[Stored entries]
▼

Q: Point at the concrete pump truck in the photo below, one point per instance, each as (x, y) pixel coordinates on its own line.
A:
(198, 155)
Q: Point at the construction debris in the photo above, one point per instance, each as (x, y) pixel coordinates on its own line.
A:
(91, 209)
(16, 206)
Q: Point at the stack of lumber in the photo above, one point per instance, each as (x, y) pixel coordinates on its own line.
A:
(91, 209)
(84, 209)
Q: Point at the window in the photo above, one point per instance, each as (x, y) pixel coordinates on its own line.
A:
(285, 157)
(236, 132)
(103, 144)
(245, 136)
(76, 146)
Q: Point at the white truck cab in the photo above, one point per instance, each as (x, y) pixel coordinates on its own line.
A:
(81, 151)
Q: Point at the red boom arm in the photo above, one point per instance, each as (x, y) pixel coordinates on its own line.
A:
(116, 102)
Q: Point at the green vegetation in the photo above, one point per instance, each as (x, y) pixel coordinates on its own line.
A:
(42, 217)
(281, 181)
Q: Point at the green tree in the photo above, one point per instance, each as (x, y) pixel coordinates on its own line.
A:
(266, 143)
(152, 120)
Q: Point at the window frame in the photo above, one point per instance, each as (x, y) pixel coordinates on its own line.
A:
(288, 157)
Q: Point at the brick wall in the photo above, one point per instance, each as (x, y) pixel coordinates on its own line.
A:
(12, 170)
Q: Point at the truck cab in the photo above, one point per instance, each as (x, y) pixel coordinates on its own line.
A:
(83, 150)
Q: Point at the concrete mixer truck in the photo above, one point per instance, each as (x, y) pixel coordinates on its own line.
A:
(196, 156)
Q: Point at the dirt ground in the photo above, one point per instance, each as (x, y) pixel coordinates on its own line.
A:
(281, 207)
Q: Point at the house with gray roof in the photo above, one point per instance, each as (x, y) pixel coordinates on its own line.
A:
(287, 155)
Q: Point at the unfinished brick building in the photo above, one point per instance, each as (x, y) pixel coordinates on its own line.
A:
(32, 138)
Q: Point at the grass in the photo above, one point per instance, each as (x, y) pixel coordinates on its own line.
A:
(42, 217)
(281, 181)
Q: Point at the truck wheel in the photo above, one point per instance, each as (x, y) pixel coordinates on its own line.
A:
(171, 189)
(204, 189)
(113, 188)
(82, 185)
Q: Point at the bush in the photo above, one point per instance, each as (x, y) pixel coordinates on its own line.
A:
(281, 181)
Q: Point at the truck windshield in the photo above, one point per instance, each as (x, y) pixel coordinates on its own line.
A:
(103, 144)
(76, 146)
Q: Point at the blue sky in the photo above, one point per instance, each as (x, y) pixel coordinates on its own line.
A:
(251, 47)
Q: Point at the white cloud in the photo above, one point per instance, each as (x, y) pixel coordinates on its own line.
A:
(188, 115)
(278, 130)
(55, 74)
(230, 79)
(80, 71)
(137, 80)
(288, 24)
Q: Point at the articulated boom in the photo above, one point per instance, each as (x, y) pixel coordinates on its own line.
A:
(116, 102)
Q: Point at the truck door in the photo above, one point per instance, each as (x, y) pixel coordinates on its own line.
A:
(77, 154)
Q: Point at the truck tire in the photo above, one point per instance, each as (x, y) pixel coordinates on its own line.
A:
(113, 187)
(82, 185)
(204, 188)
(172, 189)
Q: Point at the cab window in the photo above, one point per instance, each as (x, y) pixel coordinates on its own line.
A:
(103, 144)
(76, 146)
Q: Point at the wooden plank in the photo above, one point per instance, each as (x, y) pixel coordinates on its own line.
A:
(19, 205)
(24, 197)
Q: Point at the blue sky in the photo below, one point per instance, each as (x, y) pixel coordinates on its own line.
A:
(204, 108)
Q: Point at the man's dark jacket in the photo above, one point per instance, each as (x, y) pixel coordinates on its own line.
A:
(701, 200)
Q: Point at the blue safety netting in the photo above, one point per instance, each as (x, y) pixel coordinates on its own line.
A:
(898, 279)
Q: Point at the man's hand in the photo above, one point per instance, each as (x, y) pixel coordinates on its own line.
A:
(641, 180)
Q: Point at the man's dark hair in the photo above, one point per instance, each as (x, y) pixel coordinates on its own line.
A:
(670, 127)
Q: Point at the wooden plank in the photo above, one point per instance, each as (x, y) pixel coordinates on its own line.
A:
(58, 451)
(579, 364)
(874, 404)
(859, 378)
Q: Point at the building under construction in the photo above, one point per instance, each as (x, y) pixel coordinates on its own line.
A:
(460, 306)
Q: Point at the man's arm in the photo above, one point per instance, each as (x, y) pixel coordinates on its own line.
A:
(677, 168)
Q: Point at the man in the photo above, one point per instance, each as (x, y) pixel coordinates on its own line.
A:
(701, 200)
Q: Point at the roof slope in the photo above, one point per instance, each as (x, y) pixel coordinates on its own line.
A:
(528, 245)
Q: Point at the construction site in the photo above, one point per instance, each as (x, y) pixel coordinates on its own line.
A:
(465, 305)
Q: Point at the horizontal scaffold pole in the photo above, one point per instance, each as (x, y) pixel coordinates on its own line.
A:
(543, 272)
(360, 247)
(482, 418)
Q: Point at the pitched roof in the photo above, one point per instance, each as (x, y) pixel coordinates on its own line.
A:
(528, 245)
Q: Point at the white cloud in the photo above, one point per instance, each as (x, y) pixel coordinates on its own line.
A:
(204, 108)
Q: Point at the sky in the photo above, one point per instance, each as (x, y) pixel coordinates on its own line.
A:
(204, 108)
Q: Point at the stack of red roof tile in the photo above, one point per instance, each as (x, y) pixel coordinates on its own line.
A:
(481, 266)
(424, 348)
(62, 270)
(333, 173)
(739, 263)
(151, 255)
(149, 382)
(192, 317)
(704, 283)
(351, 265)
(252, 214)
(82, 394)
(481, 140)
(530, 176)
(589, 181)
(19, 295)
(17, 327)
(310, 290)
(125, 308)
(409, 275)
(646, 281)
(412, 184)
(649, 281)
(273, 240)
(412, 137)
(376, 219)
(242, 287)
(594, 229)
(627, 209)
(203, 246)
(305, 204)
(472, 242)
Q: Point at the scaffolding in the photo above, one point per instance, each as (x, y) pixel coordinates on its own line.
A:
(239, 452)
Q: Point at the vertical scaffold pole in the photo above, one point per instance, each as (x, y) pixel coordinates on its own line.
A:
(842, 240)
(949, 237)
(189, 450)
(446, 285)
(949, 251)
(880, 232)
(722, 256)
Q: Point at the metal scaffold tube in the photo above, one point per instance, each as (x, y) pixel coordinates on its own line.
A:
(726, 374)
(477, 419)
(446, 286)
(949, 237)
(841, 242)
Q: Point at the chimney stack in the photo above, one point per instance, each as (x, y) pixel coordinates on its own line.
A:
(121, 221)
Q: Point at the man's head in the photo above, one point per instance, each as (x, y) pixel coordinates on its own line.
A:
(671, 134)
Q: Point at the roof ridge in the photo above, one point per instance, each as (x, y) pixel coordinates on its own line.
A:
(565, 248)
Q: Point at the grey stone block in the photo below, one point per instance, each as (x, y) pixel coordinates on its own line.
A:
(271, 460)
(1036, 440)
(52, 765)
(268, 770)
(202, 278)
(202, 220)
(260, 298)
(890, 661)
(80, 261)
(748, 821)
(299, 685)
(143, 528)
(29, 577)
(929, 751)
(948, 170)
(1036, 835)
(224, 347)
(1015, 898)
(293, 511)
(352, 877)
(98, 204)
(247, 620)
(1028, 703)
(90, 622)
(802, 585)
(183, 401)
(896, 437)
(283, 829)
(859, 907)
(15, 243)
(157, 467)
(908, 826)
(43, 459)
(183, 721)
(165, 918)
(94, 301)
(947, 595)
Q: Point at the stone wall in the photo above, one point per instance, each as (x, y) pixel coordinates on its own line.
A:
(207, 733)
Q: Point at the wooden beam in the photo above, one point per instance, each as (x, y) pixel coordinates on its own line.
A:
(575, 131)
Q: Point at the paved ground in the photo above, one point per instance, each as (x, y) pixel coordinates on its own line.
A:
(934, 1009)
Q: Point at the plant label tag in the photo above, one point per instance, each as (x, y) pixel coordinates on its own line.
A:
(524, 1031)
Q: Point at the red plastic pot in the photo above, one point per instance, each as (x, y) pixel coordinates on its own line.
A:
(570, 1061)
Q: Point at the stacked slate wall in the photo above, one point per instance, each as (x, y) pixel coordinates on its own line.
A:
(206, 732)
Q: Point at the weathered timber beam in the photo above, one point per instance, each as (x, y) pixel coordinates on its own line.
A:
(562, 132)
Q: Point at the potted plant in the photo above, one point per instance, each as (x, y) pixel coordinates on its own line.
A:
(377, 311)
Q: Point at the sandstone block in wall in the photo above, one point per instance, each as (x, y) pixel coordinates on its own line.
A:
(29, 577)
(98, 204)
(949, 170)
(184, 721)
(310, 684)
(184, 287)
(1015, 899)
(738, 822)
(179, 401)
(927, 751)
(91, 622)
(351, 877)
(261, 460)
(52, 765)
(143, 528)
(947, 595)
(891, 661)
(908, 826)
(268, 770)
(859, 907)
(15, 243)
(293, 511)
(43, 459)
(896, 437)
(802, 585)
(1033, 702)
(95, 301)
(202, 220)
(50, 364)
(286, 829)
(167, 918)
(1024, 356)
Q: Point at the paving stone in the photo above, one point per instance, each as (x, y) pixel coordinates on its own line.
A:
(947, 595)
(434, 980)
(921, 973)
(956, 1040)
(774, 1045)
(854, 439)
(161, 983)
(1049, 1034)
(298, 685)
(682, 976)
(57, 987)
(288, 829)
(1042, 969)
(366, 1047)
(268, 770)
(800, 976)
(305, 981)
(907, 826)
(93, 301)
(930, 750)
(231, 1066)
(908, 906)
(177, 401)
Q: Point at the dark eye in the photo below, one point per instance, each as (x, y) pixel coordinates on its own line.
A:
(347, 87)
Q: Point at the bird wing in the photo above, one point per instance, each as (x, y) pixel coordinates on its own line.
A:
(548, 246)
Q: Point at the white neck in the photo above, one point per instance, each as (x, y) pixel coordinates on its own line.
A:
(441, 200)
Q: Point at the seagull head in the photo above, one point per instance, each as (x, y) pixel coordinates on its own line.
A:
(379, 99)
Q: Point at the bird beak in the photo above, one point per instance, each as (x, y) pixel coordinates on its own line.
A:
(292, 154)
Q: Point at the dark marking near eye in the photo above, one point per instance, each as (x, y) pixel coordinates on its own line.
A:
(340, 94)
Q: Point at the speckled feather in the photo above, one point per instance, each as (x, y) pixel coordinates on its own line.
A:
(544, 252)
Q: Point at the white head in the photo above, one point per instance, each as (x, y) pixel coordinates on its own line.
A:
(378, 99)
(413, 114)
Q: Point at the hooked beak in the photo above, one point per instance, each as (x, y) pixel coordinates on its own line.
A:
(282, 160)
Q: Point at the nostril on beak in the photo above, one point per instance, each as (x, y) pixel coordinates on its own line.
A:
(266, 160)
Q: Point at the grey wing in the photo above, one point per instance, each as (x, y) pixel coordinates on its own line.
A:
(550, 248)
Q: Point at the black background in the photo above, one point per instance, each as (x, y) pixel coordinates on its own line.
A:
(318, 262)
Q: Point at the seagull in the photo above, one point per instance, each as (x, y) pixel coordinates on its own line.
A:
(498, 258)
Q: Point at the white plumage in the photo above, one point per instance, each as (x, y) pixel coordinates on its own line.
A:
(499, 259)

▲

• [Directions] If a line of the data above contains "plant", copy it out.

• [Answer to this exercise]
Q: Point at the plant label tag in the photo above, one point per instance, each as (x, y) pixel coordinates on its own line.
Q: Point at the potted plant in the photo above, one point per instance, each as (x, y) pixel coordinates on its own line.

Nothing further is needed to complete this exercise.